··· Passage given ···

RE: Solr spewage and dropped documents, while indexing

karl.wright Thu, 10 Jun 2010 16:07:08 -0700

Some results of looking at commons-fileupload...

There are 4 source files that have "catch" in them:

./src/java/org/apache/commons/fileupload/MultipartStream.java
./src/java/org/apache/commons/fileupload/util/Streams.java
./src/java/org/apache/commons/fileupload/FileUploadBase.java
./src/java/org/apache/commons/fileupload/disk/DiskFileItem.java

Of these 4, it looks like two have the potential for silently eating thrown 
IOException's:

./src/java/org/apache/commons/fileupload/MultipartStream.java
./src/java/org/apache/commons/fileupload/disk/DiskFileItem.java

DiskFileItem can eat exceptions if it gets them upon reading a multipart 
section from disk.  MultipartStream can eat exceptions if there are any I/O 
errors reading the input stream.  I suspect the latter is what might be 
happening here.

If anyone wants to verify this, the code in question first converts IOException 
errors to MalformedStreamException's.  Then, later, it eats most 
MalformedStreamException's, and treats the stream as being empty.

···

### Exercise set
1/ In the commons-fileupload post, which two source files might silently swallow thrown IOExceptions?
2/ Carry the commons-fileupload post forward from its final sentence.

··· Extracted entries ···

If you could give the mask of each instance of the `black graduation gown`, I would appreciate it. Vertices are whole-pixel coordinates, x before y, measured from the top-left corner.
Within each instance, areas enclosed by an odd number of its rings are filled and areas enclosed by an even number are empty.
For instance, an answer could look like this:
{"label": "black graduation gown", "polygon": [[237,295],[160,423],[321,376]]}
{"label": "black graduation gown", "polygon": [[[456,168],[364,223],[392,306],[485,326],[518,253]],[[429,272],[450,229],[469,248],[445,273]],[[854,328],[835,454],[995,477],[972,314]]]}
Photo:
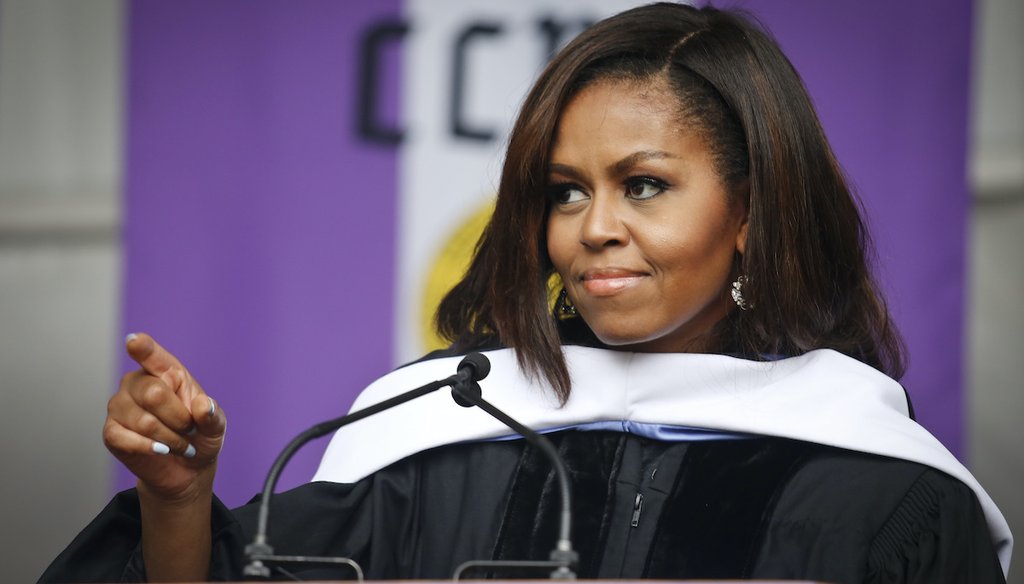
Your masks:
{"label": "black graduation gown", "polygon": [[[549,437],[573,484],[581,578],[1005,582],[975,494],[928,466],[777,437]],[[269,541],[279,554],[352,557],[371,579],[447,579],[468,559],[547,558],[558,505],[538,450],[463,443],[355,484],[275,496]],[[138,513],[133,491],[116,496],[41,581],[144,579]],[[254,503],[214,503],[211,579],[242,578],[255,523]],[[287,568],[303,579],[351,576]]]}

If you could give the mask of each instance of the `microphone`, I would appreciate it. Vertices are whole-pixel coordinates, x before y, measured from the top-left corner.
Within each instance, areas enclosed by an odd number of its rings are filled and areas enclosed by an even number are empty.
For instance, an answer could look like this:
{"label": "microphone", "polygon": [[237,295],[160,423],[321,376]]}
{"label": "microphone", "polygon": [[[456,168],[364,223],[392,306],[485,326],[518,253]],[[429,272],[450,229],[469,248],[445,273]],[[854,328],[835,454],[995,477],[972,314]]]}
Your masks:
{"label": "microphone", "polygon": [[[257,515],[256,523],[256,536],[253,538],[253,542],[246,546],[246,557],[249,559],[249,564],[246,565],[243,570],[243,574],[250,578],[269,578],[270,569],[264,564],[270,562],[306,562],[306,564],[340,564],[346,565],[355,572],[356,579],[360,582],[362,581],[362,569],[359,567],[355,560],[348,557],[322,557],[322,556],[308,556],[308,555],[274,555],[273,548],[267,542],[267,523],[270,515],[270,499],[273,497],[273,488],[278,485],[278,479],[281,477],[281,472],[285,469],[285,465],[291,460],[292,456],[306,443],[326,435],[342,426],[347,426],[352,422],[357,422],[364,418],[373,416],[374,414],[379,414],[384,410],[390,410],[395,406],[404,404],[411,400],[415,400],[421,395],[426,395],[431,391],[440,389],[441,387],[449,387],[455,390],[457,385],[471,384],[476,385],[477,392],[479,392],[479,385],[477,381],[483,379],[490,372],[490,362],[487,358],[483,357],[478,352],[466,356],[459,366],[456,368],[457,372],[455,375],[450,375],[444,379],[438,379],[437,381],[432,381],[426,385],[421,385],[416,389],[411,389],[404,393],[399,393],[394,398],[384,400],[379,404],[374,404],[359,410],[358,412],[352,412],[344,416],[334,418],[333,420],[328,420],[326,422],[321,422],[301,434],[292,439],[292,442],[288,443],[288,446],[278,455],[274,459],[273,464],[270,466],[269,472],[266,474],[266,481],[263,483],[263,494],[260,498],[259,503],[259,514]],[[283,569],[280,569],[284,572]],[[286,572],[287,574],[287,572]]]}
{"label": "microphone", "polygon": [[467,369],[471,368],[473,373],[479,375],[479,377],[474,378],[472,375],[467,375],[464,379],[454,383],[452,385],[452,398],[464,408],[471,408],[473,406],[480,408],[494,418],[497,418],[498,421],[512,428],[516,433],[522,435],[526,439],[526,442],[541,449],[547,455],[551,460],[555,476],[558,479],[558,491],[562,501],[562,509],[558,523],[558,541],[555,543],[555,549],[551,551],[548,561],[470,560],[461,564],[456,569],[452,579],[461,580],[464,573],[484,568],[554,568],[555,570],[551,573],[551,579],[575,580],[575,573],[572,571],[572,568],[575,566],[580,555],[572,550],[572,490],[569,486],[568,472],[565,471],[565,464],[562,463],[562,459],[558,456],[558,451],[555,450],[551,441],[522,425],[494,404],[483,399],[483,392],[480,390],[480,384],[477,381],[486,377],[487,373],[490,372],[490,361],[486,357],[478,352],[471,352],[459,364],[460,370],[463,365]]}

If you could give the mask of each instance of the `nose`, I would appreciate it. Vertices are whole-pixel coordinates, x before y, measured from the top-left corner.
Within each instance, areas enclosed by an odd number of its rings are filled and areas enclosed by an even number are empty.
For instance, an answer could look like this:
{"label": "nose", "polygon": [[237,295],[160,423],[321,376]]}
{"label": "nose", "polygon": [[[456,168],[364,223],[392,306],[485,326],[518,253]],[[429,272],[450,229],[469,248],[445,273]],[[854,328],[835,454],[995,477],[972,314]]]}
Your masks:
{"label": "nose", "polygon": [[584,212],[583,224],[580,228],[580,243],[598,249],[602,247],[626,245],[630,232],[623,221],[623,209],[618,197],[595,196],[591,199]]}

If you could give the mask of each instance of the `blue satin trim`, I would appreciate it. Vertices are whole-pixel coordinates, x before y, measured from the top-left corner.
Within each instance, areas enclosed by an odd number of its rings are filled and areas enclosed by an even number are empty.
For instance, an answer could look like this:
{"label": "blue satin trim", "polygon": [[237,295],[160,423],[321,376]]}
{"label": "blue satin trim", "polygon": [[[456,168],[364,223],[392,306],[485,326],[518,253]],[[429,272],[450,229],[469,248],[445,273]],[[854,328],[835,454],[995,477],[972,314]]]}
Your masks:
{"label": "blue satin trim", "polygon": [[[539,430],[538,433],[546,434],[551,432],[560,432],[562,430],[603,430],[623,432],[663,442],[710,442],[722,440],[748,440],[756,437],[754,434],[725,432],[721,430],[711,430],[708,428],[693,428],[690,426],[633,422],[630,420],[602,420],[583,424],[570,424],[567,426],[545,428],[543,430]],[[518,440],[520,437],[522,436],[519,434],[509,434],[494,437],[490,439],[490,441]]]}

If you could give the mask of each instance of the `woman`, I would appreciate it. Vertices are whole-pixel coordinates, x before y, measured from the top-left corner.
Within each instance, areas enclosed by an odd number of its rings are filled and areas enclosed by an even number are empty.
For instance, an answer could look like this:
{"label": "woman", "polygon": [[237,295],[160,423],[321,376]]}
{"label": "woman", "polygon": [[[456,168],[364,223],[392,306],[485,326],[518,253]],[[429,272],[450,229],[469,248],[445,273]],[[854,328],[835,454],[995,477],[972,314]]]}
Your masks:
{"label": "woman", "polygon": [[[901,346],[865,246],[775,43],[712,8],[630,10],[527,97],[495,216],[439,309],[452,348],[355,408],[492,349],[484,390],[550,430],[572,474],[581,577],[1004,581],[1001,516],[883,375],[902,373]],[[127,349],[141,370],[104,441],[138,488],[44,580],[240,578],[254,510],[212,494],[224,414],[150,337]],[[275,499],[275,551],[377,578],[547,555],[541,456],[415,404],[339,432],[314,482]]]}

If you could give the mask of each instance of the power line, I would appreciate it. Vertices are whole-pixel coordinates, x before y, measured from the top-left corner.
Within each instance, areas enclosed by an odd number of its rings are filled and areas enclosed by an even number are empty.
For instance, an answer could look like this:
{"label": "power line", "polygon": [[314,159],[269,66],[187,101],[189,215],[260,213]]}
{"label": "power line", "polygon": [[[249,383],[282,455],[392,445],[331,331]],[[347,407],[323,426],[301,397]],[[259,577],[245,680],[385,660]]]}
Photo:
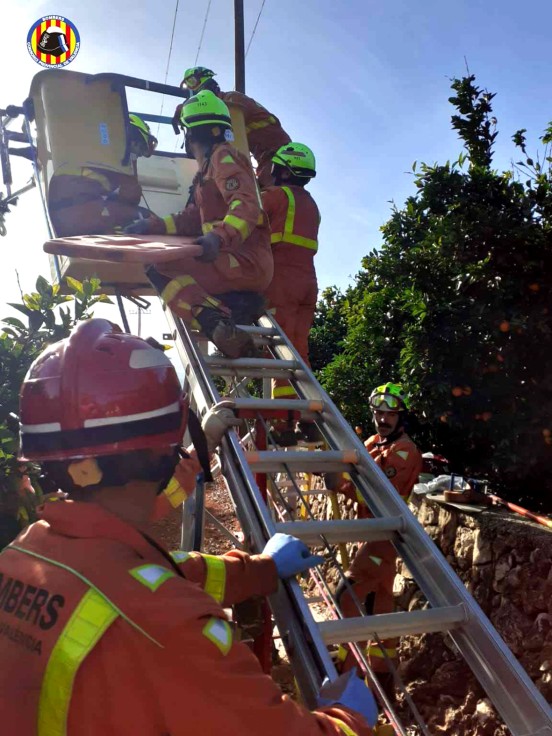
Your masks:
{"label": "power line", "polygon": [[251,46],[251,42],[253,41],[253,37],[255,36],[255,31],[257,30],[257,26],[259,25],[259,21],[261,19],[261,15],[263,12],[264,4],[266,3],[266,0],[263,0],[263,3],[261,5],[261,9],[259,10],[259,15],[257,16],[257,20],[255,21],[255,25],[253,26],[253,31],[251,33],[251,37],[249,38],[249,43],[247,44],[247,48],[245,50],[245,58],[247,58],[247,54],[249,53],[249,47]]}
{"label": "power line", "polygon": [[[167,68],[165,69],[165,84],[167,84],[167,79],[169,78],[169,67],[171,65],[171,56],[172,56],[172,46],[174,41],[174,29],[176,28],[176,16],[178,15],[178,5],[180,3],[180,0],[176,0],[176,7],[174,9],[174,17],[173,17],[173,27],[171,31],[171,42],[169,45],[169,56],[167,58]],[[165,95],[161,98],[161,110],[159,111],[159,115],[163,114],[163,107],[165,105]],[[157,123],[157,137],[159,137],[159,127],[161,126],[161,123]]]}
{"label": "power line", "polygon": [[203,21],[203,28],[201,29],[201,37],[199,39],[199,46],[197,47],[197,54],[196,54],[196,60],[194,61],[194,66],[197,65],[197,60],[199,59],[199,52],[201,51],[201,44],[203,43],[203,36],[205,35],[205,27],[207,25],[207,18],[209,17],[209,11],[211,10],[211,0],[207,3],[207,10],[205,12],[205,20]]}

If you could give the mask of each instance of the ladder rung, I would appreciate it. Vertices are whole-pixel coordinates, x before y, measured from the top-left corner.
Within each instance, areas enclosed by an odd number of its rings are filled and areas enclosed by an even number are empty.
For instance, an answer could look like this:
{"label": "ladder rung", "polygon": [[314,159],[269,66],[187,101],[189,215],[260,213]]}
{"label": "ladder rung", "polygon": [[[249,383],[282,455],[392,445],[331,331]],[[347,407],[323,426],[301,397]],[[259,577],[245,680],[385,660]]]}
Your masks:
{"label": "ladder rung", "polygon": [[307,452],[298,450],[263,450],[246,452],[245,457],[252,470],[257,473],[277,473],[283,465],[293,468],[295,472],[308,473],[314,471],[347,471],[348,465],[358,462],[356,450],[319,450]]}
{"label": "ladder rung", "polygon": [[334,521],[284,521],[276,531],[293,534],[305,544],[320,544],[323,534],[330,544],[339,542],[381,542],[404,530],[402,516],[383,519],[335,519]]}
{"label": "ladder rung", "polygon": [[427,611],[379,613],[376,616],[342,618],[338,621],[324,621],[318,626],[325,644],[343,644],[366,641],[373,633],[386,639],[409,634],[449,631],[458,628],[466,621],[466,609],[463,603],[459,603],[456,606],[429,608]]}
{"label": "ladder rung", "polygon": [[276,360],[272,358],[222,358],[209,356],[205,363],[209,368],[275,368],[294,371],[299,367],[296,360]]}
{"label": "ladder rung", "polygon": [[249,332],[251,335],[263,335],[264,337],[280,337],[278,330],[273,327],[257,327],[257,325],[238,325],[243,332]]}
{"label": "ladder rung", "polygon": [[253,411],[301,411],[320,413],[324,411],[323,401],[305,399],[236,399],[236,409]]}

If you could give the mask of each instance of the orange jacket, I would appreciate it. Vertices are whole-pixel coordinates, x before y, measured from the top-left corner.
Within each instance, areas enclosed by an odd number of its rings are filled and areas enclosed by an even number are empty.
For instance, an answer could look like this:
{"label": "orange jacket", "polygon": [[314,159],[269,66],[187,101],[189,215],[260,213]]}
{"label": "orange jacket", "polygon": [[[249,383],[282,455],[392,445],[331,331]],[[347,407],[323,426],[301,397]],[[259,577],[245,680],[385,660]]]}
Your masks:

···

### Outputs by task
1/ MultipartStream.java and DiskFileItem.java

2/
Karl

-----Original Message-----
From: Wright Karl (Nokia-S/Cambridge) 
Sent: Thursday, June 10, 2010 1:34 PM
To: [email protected]
Subject: RE: Solr spewage and dropped documents, while indexing

Hmmm.

I did a run of the proposed change and it did not help.  If anything, the 
system behaved worse and generated many more 400's than before.  So, probably 
the change is having the intended effect, but the extra file-deletion time is 
interfering even further with "solr keeping up".

Further analysis shows that there are actually two problems.  First problem is 
the fact that perfectly reasonable documents sometimes generate 400's.  Second 
problem is the connection reset (which is what actually kills the client), 
which could well be due to a socket timeout.  The client reports this trace, 
which simply shows that the post response socket was closed by somebody on the 
server end:

java.net.SocketException: Connection reset
        at java.net.SocketInputStream.read(SocketInputStream.java:168)
        at HttpPoster.getResponse(HttpPoster.java:280)
        at HttpPoster.indexPost(HttpPoster.java:191)
        at ParseAndLoad$PostThread.run(ParseAndLoad.java:638)

Could the 400 error be due to a similar socket timeout issue?  Well, that would 
depend on whether commons-fileupload is capable of silently eating socket 
exceptions, and instead truncating the post it has partially received.  And, of 
course, on what jetty's default socket parameters look like.  Can anyone save 
me some time and give me a pointer to where/how/what those parameters are set 
to, for the example?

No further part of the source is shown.